Textauszug:
------------
Anzeige:
Sofie Lichtenstein: Bügeln. Protokolle über geschlechtliche Handlungen




12. Februar 2019
Friederike Kapp
& Thomas Vorwerk
für satt.org
Berlinale 2019



Alle Terminangaben sind sorgfältig abgetippt, aber ohne Gewähr. Die Filme werden immer unter dem Titel aufgeführt, unter dem man sie im offiziellen Berlinale-Katalog findet (bei mehreren Titeln ist das der erste).


Cinemania-Logo 198:
Berlinale 2019, Teil 2:
Generation plus Polly Jean



◊ ◊ ◊

A Dog called Money (Seamus Murphy, Panorama)

 
Ausstehende Vorführungen:
  • Donnerstag, den 14. Februar
    um 14 Uhr im International
  • Samstag, den 16. Februar
    um 17 Uhr im International
  • Sonntag, den 17. Februar
    um 20 Uhr im CineStar 7


UK / Irland 2019, Buch, Kamera: Seamus Murphy, Schnitt: Sebastian Gollek, mit PJ Harvey, John Parish, Terry Edwards, Mick Harvey, Seamus Murphy, Kenrick Rowe, Flood, James Johnston, Lil Paun, Linton Kwesi Johnston, Mike Smith, Alain Johannes u.v.a., 94 Min. (laut Katalog 90)

[Rezension von Thomas Vorwerk]

Ich könnte mich beinahe als PJ-Harvey-Fan der ersten Stunde bezeichnen (ihr Debüt-Album Dry und ihre Zusammenarbeit mit der Band The Family Cat habe ich mir erst im darauffolgenden Jahr besorgt) und abgesehen von Beck und einigen Bands, in denen Damon Albarn mitwirkt, habe ich wohl keinem Musiker bis heute die Treue gehalten. Bis auf eine Ausnahme (und die unmöglich aufzufindende Demo-Bonus-Disc, die man mittlerweile immerhin auf youtube findet) habe ich jede ihrer Platten auf CD, was heutzutage ja schon etwas Besonderes ist.

Über ihre anderen Aktivitäten, ihre Theaterarbeit und einen Gedichtband habe ich allerdings erst jetzt aus dem Presseheft zu diesem Doku-Projekt erfahren, dass sie gemeinsam mit Fotograf und Filmemacher Seamus Murphy realisierte, der auch schon die Videos zu Let England Shake (2011) beisteuerte.

Um mal die Kerndaten des Films zu liefern: Zusammen mit Murphy besuchte Polly Harvey Kabul, Afghanistan und Washington. »Er hat Bilder gesucht, sie Worte.«

A Dog called Money (Seamus Murphy, Panorama)

© Seamus Murphy

Insbesondere die Reise nach Washington lieferte die Inspirationen zu Pollys letztem Album The Hope Six Demolition Project (das war 2016 tatsächlich die einzige CD, die ich mir das ganze Jahr über gönnte), die Studio-Aufnahmen wurden aber in einem »especially designed room in Somerset« durchgeführt, der als Kunstinstallation interessierten Zuschauern die Möglichkeit eröffnete, die Aufnahmen durch nur in eine Richtung zu durchschauende Spiegel zu beobachten. Eine Art musikalische Peepshow, bei der man auch Songs wie A Dog called Money, Homo Sappy Blues, I'll be waiting, The Boy, The Age of the Dollar oder Sex, Sex, Money vernimmt, die es allesamt nicht auf das fertige Album schafften.
------------
Zeige-Datensätze:

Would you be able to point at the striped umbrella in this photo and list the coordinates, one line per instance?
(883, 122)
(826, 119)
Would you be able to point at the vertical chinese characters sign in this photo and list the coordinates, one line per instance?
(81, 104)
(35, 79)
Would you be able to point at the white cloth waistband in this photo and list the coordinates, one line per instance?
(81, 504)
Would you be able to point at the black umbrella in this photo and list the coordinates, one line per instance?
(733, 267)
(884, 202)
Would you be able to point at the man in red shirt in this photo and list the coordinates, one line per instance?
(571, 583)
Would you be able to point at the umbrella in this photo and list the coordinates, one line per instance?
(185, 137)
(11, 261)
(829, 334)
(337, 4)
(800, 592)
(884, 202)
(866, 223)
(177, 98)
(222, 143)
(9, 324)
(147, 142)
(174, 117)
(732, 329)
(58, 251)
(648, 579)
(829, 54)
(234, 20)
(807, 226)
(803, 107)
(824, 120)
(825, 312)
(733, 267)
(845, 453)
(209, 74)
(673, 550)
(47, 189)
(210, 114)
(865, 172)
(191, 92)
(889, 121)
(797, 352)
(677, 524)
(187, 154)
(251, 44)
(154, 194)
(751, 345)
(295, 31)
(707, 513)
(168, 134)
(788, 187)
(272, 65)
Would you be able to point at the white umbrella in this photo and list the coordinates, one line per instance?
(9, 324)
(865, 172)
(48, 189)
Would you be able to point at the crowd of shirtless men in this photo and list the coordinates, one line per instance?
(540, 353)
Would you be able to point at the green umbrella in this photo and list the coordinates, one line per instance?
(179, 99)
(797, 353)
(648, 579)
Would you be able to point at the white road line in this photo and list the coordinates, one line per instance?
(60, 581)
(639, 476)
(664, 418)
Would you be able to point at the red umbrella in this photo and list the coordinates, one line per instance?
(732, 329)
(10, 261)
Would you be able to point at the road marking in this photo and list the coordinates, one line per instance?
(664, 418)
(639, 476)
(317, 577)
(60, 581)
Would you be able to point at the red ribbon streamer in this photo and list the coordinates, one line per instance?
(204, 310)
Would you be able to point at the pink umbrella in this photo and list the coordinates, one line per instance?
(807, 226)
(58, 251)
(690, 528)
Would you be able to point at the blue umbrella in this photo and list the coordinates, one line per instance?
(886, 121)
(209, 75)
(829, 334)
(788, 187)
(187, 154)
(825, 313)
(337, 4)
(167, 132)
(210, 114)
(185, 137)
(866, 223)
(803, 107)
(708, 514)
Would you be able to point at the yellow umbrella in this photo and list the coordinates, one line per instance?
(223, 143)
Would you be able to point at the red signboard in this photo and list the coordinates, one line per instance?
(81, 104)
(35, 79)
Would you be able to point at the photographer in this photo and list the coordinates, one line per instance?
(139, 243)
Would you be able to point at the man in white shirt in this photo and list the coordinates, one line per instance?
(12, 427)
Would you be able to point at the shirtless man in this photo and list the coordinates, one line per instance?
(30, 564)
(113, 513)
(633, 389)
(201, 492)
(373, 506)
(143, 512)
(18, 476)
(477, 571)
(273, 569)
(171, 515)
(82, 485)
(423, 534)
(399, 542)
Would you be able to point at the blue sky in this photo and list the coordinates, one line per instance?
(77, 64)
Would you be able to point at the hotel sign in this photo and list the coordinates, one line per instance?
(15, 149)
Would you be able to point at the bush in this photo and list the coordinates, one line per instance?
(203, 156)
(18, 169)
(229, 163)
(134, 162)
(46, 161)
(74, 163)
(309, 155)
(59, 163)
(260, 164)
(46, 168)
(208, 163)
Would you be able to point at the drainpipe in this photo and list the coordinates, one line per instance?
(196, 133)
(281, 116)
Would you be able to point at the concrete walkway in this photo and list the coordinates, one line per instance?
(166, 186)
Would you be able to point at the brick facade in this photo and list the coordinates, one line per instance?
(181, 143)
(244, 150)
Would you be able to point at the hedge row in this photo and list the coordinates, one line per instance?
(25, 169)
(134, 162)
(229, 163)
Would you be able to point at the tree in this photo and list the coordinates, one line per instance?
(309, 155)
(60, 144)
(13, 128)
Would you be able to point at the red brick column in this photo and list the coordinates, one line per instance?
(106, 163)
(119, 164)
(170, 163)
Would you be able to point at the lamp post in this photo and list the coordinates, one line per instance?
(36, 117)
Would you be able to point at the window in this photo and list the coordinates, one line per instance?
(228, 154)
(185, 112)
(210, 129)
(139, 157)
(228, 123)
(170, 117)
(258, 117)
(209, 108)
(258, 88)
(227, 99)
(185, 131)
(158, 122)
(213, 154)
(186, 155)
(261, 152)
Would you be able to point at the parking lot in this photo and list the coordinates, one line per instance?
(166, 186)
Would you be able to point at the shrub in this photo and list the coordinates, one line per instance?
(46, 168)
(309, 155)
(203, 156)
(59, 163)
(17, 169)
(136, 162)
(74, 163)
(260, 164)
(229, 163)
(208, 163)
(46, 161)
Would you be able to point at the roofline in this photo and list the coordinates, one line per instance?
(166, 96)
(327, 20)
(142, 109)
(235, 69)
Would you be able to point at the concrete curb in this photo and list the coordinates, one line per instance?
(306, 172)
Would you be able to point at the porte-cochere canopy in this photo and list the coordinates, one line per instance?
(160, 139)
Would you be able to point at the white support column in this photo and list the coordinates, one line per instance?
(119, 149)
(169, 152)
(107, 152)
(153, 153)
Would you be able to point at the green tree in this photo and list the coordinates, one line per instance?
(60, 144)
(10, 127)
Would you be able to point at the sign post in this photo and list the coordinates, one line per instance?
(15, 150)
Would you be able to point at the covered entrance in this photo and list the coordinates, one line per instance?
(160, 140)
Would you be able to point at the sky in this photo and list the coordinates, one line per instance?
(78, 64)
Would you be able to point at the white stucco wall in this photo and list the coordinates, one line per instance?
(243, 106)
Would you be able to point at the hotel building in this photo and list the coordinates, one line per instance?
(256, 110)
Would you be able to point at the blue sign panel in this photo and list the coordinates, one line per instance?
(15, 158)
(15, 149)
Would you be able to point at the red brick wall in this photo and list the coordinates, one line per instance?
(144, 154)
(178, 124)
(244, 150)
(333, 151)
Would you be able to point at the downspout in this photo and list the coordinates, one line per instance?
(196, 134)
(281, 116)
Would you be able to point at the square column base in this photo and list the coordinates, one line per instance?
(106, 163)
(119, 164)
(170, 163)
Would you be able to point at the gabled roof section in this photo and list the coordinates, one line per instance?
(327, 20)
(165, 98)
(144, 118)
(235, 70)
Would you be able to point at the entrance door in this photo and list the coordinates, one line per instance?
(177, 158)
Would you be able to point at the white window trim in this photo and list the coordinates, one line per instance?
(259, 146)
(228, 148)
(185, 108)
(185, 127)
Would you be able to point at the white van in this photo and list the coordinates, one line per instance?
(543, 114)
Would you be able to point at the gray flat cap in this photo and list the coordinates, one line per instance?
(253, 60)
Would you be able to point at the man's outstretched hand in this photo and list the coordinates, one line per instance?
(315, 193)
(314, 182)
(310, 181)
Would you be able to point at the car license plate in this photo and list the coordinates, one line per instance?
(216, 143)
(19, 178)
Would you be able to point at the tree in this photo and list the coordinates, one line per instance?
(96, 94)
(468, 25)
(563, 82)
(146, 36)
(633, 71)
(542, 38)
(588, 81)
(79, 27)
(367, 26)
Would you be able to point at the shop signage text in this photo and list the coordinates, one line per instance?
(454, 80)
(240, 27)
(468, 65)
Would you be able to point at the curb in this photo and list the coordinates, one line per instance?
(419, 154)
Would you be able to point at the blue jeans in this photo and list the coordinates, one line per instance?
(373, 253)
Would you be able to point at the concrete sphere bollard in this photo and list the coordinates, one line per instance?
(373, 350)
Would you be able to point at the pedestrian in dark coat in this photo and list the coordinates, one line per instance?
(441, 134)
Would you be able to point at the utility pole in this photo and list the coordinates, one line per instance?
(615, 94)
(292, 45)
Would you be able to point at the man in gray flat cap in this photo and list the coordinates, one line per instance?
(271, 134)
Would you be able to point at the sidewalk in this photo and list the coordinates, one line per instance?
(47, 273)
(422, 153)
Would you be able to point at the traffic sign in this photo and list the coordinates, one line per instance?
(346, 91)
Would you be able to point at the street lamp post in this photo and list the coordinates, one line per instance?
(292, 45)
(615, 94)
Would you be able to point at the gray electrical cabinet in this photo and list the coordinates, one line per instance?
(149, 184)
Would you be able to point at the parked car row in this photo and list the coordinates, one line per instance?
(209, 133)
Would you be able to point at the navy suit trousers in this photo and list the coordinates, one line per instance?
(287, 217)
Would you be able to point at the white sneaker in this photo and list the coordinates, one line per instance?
------------
Zu erledigen:
[a] Zu welchem Album gab laut der Rezension zu A Dog called Money vor allem die Reise nach Washington die Anregung?
[b] Schreibe die Rezension zu A Dog called Money im Anschluss an ihren letzten Satz weiter.
Die Zeilen stehen in keinem Zusammenhang mit dem Text.

Ergebnisse:
[a] Zu The Hope Six Demolition Project.

[b]
Das beides reicht ja schon als Anreiz, sich den Film anzuschauen, aber zudem sieht man sie auf den Reisen mit Einheimischen jammen und sonstwie interagieren - und ein nicht zu unterschätzender Teil des Films besteht darin, dass Polly im Nachhinein viele Aufnahmen Murphys mit eigens eingesprochenden Texten kommentiert, was wie die Lesung von kleinen Alltagsgedichten wirkt, durch Pollys Stimme einen ganz besonderen Reiz erhält - und mich Zeter und Mordio schimpfen lässt, dass sie dafür nicht wenigstens einen Co-Drehbuch-Credit erhalten hat.

In den Privaträumen eines Kriegsschauspielplatzes resümiert Polly etwa: »these were country people and I'm stepping on their things in my expensive leather sandals«. In Kabul verständigt sie sich mit Händen und Füßen: »London? Me Dorset! South!« (mit einer Handbewegung nach unten, um die Himmelsrichtung in Relation zur britischen Hauptstadt zu erklären).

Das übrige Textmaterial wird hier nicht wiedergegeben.